**Records to use:**
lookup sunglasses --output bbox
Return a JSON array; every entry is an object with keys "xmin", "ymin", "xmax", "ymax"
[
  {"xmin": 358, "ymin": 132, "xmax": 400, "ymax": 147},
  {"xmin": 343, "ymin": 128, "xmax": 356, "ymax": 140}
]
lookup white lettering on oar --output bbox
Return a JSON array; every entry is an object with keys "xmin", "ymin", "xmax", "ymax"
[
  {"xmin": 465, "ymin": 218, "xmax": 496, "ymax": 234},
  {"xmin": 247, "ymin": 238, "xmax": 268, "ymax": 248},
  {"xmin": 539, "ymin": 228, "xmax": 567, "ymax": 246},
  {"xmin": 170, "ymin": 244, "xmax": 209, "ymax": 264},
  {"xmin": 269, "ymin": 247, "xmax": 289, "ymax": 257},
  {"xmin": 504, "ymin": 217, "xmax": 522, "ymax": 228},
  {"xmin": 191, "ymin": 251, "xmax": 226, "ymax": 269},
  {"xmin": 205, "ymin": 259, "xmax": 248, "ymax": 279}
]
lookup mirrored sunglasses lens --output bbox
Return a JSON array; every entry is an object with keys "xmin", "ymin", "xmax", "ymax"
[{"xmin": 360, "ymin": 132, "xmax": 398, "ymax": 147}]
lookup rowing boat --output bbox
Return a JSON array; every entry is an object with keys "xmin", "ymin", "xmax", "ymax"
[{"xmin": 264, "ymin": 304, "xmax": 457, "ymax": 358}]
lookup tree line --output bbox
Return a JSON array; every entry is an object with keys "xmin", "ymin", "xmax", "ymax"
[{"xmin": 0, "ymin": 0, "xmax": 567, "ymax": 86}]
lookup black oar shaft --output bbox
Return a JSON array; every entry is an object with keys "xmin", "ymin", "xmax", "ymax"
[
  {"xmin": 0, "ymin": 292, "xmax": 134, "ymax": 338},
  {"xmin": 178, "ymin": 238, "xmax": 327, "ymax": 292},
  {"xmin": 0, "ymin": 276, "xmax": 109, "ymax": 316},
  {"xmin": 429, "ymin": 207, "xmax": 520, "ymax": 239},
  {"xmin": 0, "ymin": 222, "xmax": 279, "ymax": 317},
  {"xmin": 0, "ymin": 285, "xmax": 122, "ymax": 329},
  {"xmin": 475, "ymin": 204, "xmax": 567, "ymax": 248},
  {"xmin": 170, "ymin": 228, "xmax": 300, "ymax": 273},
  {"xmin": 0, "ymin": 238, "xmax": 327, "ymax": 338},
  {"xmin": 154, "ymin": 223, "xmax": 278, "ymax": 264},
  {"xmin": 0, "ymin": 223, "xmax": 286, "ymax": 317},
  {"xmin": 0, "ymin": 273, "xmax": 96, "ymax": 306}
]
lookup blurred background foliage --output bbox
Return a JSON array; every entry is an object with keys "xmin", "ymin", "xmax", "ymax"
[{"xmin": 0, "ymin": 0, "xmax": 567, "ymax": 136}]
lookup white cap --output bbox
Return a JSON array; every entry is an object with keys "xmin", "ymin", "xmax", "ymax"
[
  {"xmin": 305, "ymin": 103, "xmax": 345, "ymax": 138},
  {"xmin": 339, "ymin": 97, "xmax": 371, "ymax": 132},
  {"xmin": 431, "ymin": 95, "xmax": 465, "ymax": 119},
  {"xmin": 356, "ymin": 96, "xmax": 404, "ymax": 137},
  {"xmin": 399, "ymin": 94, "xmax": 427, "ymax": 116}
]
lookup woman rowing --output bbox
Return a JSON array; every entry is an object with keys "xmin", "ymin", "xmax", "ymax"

**Goal:** From the material above, pull out each line that contains the word "sunglasses" and copy those lines in full.

**Written answer:**
lookup sunglasses --output bbox
lookup mirrored sunglasses lens --output bbox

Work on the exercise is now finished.